SECTION DU TEXTE »
◇ ◇ ◇

En décembre 2008, il avait accepté de faire le récit de sa déportation pour des élèves de première préparant le Concours national de la Résistance et de la Déportation sur le thème des « enfants et adolescents dans le système concentrationnaire nazi ».

Ce témoignage, publié par Amélycori et déposé depuis au Mémorial de la Shoah à Paris et au Yad Vashem de Jérusalem, est celui d’un enfant de la communale, « fils spirituel de Monsieur Navet (son instituteur) », juif « ni honteux, ni glorieux », revendiquant « son droit à l’indifférence », stoppé par la guerre dans sa quête d’intégration.

Cette volonté de se fondre dans la société française était celle de ses parents, Albert Mizrahi et Elise Bassan, nés en Turquie mais francophones grâce aux écoles de l’Alliance israélite universelle, arrivés en France au début des années vingt, naturalisés en 1927, installés d’abord à Paris, où Samy naît en 1928, puis à Rennes en 1938, où il entre au lycée, en classe de sixième.

Sa mère disparaît dès leur arrivée, Samy est épargné par le tri. Il survit, comme apprenti-maçon puis membre du personnel de l’hôpital, à la suite d’une série de hasards qu’il appelle ses boules blanches : « la survie est une loterie ! ».

De ces onze mois passés au cœur du système d’extermination nazi, le jeune lycéen a gardé l’expérience indicible de la peur, une peur qui l’a empêché de mûrir : « l’adolescent libéré est resté fondamentalement un adolescent ». Et, plus tard, beaucoup plus tard, est venu le temps de comprendre, « d’expliquer l’inexplicable ». Pour ne pas oublier. Parce que « la vraie leçon d’Auschwitz, ce n’est pas le nombre des victimes, c’est le nombre des bourreaux ». Qu’il y ait eu autant d’acteurs du massacre est « la seule leçon à retenir et à transmettre ».

A son retour en France, en avril 1945, il apprend que son père a lui aussi été déporté. Il ne connaîtra les détails de son sort que dans les années 1990, grâce aux recherches de Serge Klarsfeld : la rafle de mai 1944 à Marseille, le passage par Drancy trois mois après son fils, le convoi 73 vers les camps de Kaunas et Reval-Tallinn dans les pays baltes, et sa mort à Neuengamme en Allemagne, le 30 janvier 1945. C’est à l’occasion de cette découverte qu’il avait entrepris son premier travail de mémoire par un magnifique hommage à l’Absent, paru dans l’ouvrage consacré au convoi 73, Nous sommes 900 Français (Eve Line Blum-Cherchevsky, 1999-2006). La famille Mizrahi est aujourd’hui symboliquement réunie sur le Mur des Noms du Mémorial de la Shoah, dalle n°28, colonne 10, rangée 1.

◇ ◇ ◇

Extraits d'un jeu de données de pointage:
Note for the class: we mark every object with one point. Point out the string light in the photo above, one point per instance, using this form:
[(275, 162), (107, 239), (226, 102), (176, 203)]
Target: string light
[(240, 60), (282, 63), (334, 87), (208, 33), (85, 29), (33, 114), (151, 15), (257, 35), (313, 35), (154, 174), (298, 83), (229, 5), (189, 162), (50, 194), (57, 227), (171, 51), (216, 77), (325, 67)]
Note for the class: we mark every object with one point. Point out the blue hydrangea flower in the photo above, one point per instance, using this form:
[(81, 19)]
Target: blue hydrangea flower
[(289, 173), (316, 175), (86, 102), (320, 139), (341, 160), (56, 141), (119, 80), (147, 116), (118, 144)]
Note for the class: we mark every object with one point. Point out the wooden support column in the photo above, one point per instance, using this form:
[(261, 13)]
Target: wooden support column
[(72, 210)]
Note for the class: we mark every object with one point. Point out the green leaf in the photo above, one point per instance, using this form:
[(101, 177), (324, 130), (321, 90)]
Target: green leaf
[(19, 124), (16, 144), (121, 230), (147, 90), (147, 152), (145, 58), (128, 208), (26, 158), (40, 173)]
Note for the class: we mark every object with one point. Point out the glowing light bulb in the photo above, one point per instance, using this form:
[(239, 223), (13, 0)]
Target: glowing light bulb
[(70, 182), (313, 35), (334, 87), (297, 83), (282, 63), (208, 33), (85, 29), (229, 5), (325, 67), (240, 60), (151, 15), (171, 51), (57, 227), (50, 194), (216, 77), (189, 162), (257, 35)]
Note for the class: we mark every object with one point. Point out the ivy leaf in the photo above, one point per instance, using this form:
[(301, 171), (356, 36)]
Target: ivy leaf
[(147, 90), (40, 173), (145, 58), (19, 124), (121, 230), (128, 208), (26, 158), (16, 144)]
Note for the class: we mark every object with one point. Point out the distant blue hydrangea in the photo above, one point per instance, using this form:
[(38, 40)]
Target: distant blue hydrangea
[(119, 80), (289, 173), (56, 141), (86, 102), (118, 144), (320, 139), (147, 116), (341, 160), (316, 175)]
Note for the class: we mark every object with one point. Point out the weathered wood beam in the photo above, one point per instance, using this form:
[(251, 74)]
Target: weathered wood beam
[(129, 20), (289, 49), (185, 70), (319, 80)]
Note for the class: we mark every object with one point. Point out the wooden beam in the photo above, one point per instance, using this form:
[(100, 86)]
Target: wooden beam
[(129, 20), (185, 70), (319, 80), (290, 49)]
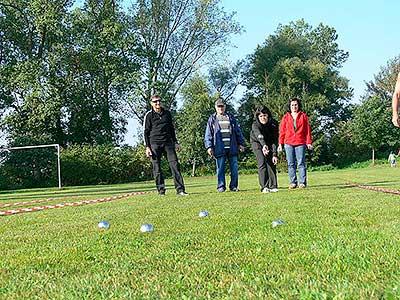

◇ ◇ ◇

TÂCHE À ACCOMPLIR » Traduisez en anglais la phrase suivante du texte consacré à Samy Mizrahi : « A son retour en France, en avril 1945, il apprend que son père a lui aussi été déporté. »

RÉSULTAT DE L'EXERCICE » On his return to France, in April 1945, he learns that his father, too, has been deported.